THE City was wrong-footed again today by shock figures showing inflation remained stubbornly above expectations last month.
The Consumer Prices Index rate of inflation held steady at 1.8% in July, unchanged from June, confounding forecasts of a drop to 1.5%.
It caught the City by surprise and suggested its fears of a dangerous bout of deflation were overdone.
It also called into question the decision by the Bank of England to pump yet more money into the economy, to stop inflation falling too far below the 2% target.
The Bank extended its quantitative easing programme by £50 billion to £175 billion early this month.
Governor Mervyn King warned inflation will be “volatile” but added that it was “more likely than not” that it will fall below 1% this year.
Gordon Brown and Alistair Darling have also warned that deflation is a major threat to the economy.
But analysts at Credit Suisse said: “The UK economy may have many problems — deflation isn't one of them.” Although inflation remains on a downward path — it has fallen from 5.2% in September and looks set to hit 1% or lower in the coming months — its “stickiness” could mean the Bank is forced to withdraw the money it has pumped into the economy sooner than expected.
Economists also warned interest rates could start going up in early 2010 to bring inflation back under control should it start to rise sharply. Such a move could damage the economic recovery and plunge the UK back into recession.
David Page of Investec said: “The Bank will try to look through this temporary volatility. We envisage a subdued inflation background over the coming years. But we also expect the Bank to start tightening policy from early next year.”
The pound rose 1.07 cents against the US dollar to $1.6454, having tumbled yesterday.
Inflation was propped up by a rise in the price of toys, computer games and DVDs which offset the falling price of food and drink. The Retail Prices Index, which includes housing and mortgage costs, rose from minus 1.6% in June to minus 1.4% in July, again ahead of expectations but still deep in negative territory.
George Buckley of Deutsche Bank said: “Today's figures, by themselves, do not in our view warrant the removal of monetary stimulus more quickly than we currently believe. We see interest rate hikes from the third quarter next year. However, if inflation continues to surprise on the upside then an earlier move by the Bank of England could become a risk.”
However, James Knightley of ING said the Bank could pump even more money into the economy. “We suspect that inflation can fall to 1% over the next few months which suggests that the Bank could offer additional stimulus if the recovery proves to be more sluggish than hoped,” he said.
David Kern at the British Chambers of Commerce, said that calls for the Bank of England to slow its scheme of quantitative easing are premature. “Although these figures are higher than expected, they should not be used as a reason for withdrawing the stimulus,” he said.
Reader views (5)
The Government Scrappage Scheme is the daftest thing ever. It all goes back to the madness of the emission bands and Brown backdating them for older cars. The result was negative equity in these cars followed by people holding onto their old bangers instead of trading them in naturally. Plain stupid Brown. Now the government has to pay people to help them buy cars. Daft,
- Albert Hall, hove england, 28/09/2009 16:53
Report abuse
The constant pretence that the path of the economy can be predicted to within fine limits has given economica a bad name.

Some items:
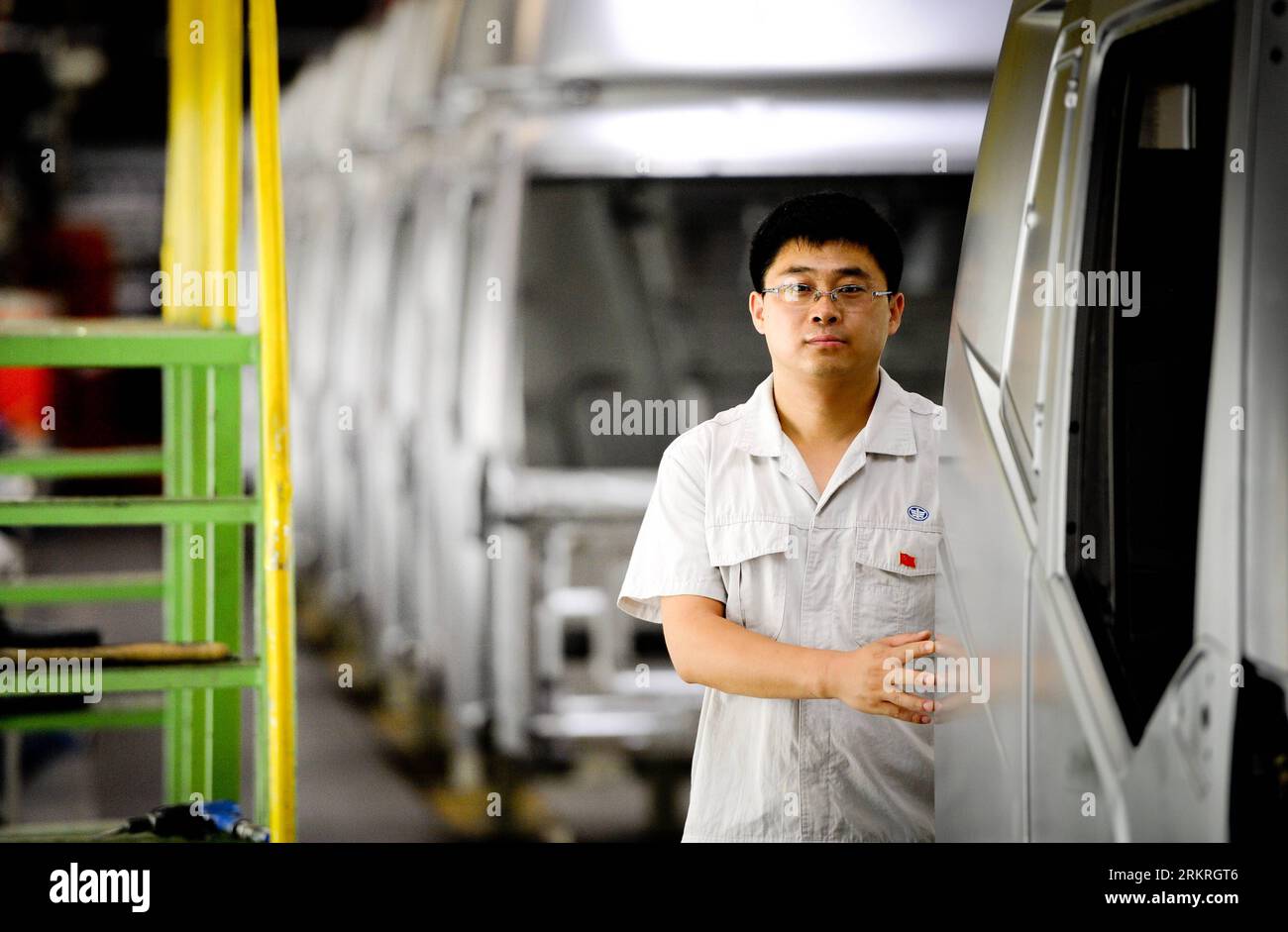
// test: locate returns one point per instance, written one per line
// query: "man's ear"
(756, 305)
(896, 313)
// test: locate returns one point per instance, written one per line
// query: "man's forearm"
(715, 652)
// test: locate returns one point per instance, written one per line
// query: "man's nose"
(824, 309)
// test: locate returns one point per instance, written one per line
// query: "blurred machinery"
(501, 213)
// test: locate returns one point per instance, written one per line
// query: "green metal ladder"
(202, 511)
(202, 507)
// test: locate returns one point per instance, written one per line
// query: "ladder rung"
(90, 718)
(161, 676)
(106, 511)
(95, 343)
(82, 587)
(67, 464)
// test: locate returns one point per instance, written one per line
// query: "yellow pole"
(274, 424)
(220, 127)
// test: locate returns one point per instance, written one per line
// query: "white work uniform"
(737, 516)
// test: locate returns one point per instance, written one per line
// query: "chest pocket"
(894, 582)
(751, 557)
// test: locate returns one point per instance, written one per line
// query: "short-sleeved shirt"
(737, 516)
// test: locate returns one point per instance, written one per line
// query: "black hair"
(822, 218)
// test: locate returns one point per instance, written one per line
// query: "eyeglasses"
(849, 296)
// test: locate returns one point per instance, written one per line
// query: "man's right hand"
(864, 681)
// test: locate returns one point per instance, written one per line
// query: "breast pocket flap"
(907, 551)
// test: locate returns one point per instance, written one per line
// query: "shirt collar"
(889, 429)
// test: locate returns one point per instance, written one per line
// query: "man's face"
(824, 339)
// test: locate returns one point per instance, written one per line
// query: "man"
(789, 551)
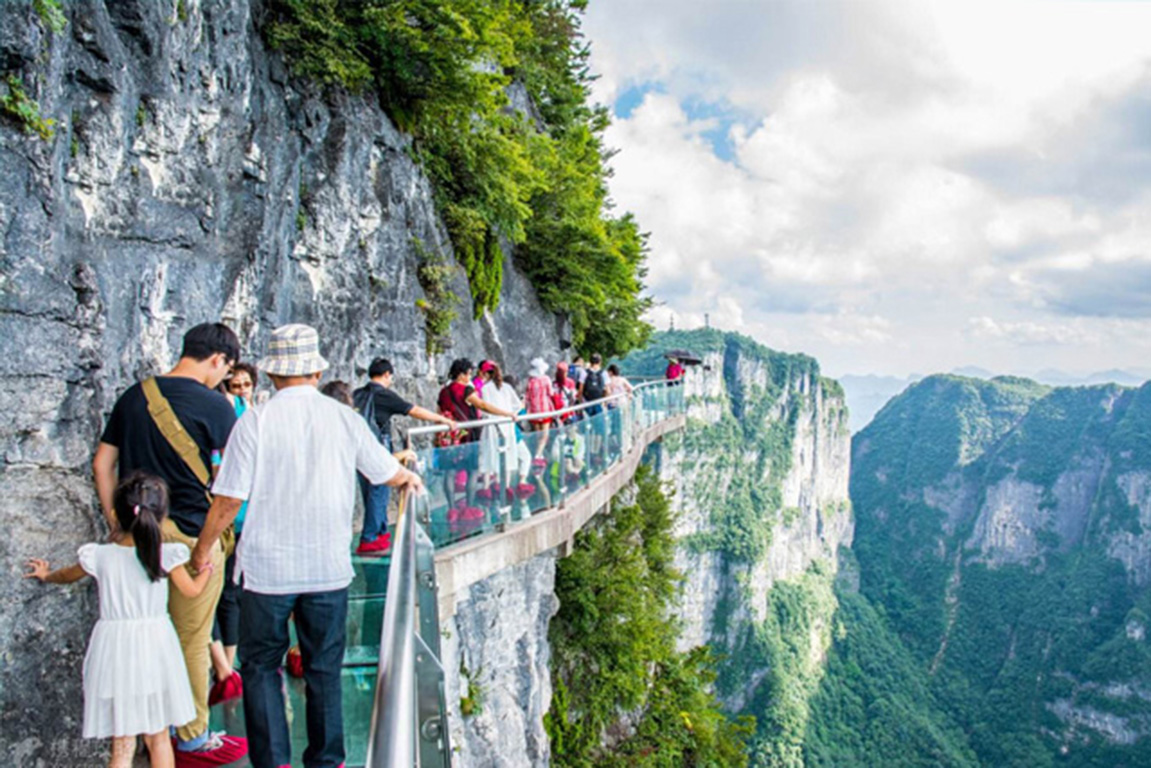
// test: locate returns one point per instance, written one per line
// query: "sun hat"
(294, 350)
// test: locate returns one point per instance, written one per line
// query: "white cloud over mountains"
(891, 187)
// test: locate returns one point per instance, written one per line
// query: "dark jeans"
(375, 504)
(321, 628)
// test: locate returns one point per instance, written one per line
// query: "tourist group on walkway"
(245, 503)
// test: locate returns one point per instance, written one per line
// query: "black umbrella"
(684, 356)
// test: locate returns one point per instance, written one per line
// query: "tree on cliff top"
(442, 70)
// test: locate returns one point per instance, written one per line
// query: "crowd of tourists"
(245, 503)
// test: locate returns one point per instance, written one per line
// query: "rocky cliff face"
(496, 667)
(1004, 527)
(761, 484)
(189, 179)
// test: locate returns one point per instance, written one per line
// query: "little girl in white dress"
(135, 679)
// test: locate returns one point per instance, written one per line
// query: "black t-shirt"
(387, 403)
(207, 417)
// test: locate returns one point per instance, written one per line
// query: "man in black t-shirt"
(386, 403)
(132, 441)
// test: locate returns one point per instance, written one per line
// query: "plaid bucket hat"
(294, 350)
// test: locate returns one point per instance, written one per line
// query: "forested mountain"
(1004, 553)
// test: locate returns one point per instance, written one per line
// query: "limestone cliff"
(1003, 529)
(189, 179)
(761, 484)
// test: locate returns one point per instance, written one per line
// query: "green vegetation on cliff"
(737, 451)
(533, 175)
(617, 673)
(989, 515)
(746, 453)
(874, 706)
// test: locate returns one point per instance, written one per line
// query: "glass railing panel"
(536, 487)
(365, 620)
(370, 576)
(452, 478)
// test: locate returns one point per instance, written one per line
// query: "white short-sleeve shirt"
(295, 459)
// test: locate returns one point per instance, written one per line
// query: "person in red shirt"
(459, 402)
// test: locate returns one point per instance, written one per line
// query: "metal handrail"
(395, 735)
(391, 739)
(495, 420)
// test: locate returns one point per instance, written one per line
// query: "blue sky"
(892, 187)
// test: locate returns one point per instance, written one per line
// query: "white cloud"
(896, 168)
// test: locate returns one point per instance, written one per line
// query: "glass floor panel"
(358, 684)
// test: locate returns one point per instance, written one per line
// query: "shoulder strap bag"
(174, 432)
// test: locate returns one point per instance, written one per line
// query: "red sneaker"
(295, 662)
(219, 750)
(376, 547)
(226, 690)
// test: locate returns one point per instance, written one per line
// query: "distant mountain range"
(868, 393)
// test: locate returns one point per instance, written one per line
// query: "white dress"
(135, 678)
(493, 436)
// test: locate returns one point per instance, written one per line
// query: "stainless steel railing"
(409, 711)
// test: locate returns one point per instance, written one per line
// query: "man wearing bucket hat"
(295, 461)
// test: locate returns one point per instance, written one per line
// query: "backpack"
(593, 386)
(364, 402)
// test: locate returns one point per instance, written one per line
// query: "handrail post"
(391, 740)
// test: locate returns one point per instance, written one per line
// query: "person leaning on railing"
(459, 402)
(295, 459)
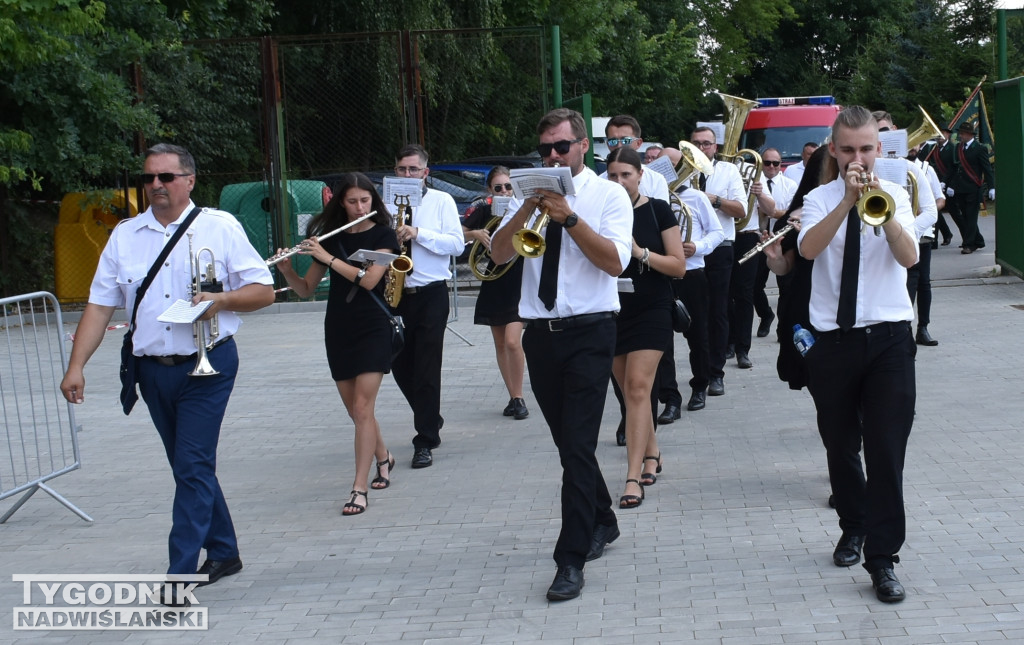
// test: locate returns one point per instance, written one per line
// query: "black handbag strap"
(160, 261)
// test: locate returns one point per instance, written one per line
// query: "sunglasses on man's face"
(562, 147)
(165, 177)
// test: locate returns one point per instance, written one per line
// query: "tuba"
(738, 109)
(203, 367)
(394, 280)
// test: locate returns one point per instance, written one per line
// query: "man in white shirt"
(568, 305)
(861, 372)
(186, 410)
(432, 235)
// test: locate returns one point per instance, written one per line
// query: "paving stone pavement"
(732, 545)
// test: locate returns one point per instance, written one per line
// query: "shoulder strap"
(159, 262)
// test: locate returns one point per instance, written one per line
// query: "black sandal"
(649, 479)
(359, 508)
(632, 501)
(381, 479)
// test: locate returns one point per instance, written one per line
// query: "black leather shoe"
(671, 414)
(567, 585)
(217, 569)
(924, 338)
(422, 458)
(848, 550)
(887, 586)
(696, 401)
(603, 535)
(519, 411)
(716, 387)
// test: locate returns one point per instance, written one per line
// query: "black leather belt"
(557, 325)
(416, 290)
(177, 359)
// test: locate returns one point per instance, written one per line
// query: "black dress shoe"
(567, 585)
(696, 401)
(603, 535)
(519, 411)
(217, 569)
(887, 586)
(671, 414)
(924, 338)
(848, 550)
(716, 387)
(422, 458)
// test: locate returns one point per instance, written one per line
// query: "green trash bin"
(252, 204)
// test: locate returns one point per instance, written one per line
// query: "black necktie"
(549, 269)
(846, 314)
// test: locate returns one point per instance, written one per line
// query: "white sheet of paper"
(183, 311)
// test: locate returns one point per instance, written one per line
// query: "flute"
(287, 254)
(761, 246)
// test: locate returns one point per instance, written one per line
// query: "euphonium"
(203, 367)
(394, 280)
(876, 207)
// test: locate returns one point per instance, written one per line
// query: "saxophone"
(394, 280)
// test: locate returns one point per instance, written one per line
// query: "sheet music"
(183, 311)
(393, 186)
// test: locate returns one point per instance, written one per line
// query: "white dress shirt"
(882, 294)
(133, 247)
(583, 288)
(707, 230)
(438, 237)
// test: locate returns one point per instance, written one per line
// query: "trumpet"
(203, 367)
(297, 248)
(761, 246)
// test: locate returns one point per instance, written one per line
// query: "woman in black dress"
(356, 331)
(498, 302)
(644, 324)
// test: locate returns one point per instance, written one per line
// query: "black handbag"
(129, 393)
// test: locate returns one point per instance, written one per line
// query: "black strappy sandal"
(632, 501)
(381, 479)
(359, 508)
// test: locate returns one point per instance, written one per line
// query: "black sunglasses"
(165, 177)
(562, 147)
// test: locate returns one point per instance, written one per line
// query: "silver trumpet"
(761, 246)
(203, 367)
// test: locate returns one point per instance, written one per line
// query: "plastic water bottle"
(802, 339)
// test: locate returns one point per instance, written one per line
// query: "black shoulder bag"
(129, 394)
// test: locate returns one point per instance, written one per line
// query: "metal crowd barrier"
(40, 437)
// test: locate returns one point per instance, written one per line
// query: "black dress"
(645, 317)
(356, 334)
(498, 302)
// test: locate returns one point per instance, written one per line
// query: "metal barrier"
(41, 437)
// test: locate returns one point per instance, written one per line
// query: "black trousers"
(417, 369)
(919, 284)
(718, 268)
(568, 374)
(864, 390)
(692, 290)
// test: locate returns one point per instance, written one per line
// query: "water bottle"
(802, 339)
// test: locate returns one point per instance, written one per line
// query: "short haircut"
(184, 157)
(409, 151)
(852, 118)
(624, 120)
(560, 115)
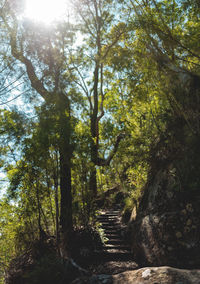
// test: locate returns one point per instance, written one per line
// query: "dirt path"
(116, 256)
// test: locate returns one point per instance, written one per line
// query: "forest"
(100, 121)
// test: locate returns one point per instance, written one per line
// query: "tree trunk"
(65, 153)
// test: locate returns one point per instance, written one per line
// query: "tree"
(99, 25)
(44, 58)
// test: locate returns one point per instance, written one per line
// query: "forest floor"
(116, 256)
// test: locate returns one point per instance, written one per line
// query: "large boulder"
(167, 227)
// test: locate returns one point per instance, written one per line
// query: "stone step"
(116, 247)
(115, 242)
(112, 236)
(119, 256)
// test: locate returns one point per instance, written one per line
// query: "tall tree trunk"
(65, 153)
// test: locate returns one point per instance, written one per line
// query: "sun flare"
(45, 11)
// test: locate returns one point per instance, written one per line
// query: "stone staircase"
(115, 247)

### PROBLEM DESCRIPTION:
Please answer these questions about the inflation article, one per line:
1. What was the Consumer Prices Index rate of inflation in July?
2. By how much did the Bank of England extend its quantitative easing program, and to what total?
3. What was the Retail Prices Index figure for July?
The items are separate material from the text.

### REPLY:
1. 1.8%
2. By £50 billion, to £175 billion
3. Minus 1.4%